→ 文書の抜粋
______

文章書き方本書評①日本語の作文技術(本多勝一)

役立つ「文章の書き方」の本って、何ですか?

 

こんにちは、
文章アドバイザーの
藤本研一です。

 

おかげさまで
作文教室ゆうに
多数の受講生の方が来てくださっています。

 

ありがたい限りです。

 

作文教室ゆう開設のなかで
自分の「文章修行」を行ってきました。

 

具体的には
「文章の書き方」本を大量に読みこんできました。

 

読む中で発見もありました。

 

いまの作文教室ゆうでの
講義に役立っているのです。

 

 

ただ。

 

 

「文章の書き方」本には
【役に立たない】物が多いのも
事実です。

 

「どこかに役立つ文章の書き方の本、
ないんだろうか・・・」

 

そう考えながら
探し求めてきました。

 

そしてようやく、
役立つ本を見つけ、
活用できたのです。

 

 

そんなわけで、ここでは
読んで

これは本当に役立つ!

と言える「文章の書き方」本の書評を
行っていきます。

 

お楽しみに!

 

本多勝一『日本語の作文技術』

 

今回紹介するのは
『日本語の作文技術』。

 

 

 

このブログでも何度も
紹介してきている名著です。

 

初版が1982年という
古い本です。

ですが、
ここに書かれている内容は
いまだに役立ちます。

 

 

1982年当時から、
「文章の書き方」の本に
役立つものが少ないことを
本多勝一さんはなげいていました。

 

「文章はセンスだ」
「文章は才能だ」

という声も聞かれています。

 

でも、本当はそうではないのです。

 

だれにも学習可能な「技術」
としての日本語作文の仕方を
教えてくれるのです。

 

テンとマルの打ち方

 

『日本語の作文技術』が教えてくれる
最大のものは

テンとマルの打ち方

です。

 

日本語で文章を書いていると、
ふとこのことを悩みます。

 

あれ、
どこでテンを打ったらいいんだろう?

 

わからなくなります。

学校でも、
テンの打ち方については
間違ったルールしか教えてくれません。

______

→ 入力

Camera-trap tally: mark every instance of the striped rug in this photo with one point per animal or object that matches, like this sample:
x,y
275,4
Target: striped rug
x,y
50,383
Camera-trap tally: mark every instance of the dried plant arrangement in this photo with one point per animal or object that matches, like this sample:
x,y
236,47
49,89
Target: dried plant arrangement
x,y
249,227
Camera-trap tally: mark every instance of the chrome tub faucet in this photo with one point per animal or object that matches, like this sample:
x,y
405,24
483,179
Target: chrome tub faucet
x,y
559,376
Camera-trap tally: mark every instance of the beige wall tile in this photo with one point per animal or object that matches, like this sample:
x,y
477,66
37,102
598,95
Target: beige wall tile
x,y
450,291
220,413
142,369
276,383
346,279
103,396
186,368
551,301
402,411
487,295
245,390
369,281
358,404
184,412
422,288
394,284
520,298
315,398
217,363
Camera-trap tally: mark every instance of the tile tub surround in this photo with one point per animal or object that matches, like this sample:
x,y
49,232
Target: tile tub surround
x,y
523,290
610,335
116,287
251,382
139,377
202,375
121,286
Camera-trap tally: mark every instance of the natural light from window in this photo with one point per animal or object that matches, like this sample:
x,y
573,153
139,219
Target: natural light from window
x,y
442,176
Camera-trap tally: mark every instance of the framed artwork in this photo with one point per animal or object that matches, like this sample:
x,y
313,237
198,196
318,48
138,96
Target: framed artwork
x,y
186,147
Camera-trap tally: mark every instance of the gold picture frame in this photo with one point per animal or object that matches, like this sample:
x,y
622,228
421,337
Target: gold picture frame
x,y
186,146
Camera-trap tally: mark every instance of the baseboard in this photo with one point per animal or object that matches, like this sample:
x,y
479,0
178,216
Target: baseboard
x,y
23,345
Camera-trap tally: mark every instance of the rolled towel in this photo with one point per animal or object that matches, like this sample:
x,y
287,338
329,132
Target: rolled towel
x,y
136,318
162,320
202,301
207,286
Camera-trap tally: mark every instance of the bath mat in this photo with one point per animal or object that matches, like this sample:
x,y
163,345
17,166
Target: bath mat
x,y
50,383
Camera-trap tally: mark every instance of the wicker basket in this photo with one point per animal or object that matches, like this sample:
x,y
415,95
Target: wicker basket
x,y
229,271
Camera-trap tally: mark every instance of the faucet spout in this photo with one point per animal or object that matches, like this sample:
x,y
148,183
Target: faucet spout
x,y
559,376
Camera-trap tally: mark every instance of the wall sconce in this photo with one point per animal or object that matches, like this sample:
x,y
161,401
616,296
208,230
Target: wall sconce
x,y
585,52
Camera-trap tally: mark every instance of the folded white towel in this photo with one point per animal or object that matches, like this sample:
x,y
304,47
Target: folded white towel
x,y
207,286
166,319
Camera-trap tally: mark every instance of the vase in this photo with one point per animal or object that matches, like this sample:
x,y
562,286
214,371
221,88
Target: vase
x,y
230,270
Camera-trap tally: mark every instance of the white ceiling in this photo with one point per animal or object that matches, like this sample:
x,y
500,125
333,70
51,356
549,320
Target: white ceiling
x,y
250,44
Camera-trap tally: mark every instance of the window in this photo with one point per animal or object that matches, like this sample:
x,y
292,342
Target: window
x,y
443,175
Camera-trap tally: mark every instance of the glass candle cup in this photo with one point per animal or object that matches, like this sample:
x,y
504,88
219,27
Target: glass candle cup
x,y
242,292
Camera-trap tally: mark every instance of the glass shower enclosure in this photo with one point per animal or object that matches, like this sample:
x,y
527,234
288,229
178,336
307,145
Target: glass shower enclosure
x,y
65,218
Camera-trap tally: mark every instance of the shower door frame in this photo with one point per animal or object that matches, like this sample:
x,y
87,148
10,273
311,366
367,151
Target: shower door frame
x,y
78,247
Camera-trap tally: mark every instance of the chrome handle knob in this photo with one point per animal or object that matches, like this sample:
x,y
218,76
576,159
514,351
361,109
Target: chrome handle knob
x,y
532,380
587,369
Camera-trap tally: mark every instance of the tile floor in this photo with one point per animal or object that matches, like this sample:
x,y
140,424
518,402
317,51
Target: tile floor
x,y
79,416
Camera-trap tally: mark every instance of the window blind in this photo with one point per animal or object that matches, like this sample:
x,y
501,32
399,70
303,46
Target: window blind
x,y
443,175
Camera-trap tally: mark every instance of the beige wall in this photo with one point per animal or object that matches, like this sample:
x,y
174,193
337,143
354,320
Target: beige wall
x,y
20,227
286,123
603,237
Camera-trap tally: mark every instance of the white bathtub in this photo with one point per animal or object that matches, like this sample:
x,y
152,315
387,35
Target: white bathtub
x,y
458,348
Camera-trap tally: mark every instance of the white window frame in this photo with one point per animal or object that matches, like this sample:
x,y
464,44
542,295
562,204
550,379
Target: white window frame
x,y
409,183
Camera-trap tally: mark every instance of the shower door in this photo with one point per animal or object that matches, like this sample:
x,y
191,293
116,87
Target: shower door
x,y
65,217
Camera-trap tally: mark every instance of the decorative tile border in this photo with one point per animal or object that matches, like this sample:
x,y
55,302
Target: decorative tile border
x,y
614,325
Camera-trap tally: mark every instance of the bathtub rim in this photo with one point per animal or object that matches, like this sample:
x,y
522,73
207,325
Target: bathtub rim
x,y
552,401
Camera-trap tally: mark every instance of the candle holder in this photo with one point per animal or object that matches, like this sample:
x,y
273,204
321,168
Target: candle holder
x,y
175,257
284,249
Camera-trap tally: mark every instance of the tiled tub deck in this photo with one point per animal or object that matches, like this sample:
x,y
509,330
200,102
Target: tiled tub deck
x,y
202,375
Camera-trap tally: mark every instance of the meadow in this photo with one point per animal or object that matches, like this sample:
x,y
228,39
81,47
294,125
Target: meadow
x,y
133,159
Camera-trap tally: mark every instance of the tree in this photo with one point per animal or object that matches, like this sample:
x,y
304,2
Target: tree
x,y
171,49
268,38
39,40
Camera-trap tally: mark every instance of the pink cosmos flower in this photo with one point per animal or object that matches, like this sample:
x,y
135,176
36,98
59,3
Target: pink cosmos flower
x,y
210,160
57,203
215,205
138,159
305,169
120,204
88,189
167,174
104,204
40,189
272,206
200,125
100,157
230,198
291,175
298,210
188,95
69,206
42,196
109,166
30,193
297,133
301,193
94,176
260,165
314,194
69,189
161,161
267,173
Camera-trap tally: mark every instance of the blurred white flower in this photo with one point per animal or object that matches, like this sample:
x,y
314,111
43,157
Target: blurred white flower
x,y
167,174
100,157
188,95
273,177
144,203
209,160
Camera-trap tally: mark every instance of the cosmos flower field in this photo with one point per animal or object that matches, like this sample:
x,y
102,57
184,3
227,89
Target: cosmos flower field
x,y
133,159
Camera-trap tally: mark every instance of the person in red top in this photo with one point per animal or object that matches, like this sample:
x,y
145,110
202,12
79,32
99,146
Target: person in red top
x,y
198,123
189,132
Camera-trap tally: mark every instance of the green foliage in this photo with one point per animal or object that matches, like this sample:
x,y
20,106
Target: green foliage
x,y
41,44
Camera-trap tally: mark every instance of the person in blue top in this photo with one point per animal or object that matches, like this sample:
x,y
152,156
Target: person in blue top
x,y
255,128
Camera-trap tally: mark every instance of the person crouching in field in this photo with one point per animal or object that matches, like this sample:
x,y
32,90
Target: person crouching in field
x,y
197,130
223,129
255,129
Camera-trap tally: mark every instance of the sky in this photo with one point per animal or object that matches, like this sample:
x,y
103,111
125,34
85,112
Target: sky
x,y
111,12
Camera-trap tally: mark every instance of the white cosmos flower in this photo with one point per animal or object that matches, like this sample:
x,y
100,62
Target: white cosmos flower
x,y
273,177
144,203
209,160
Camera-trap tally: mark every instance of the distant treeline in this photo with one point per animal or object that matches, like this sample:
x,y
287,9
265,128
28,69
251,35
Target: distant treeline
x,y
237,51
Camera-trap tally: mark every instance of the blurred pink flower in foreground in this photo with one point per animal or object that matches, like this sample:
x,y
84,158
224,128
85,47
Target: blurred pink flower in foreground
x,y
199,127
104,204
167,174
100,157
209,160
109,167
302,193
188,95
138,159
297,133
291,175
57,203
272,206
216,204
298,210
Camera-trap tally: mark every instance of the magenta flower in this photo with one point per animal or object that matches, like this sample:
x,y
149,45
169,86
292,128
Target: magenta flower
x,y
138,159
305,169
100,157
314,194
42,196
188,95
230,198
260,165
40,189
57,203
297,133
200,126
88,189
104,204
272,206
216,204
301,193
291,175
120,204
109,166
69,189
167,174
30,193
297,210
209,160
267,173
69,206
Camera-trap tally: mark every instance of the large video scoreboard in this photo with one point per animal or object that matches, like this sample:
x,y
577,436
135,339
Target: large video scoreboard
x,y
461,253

______

→ 課題
• a. 文章の書き方の本を扱った書評にある次の一文を英語に訳すこと：「初版が1982年という古い本です。」
• b. エントリのうち、「Camera-trap tally: mark every instance of the magenta」を含む行から始めて最後の行まで、指示文も含めてもう一度書き出すこと。その際、解答にある座標の数値をすべて12ずつ増やす。出力はこの範囲の行だけとする。

→ 解答
• a. It is an old book, first published in 1982.

• b.
Camera-trap tally: mark every instance of the magenta flower in this photo with one point per animal or object that matches, like this sample:
x,y
149,45
169,86
292,128
Target: magenta flower
x,y
150,171
317,181
112,169
326,206
54,208
200,107
242,210
272,177
52,201
69,215
309,145
212,138
100,201
116,216
284,218
228,216
313,205
303,187
132,216
121,178
81,201
179,186
42,205
309,222
221,172
279,185
81,218
Camera-trap tally: mark every instance of the large video scoreboard in this photo with one point per animal or object that matches, like this sample:
x,y
577,436
135,339
Target: large video scoreboard
x,y
473,265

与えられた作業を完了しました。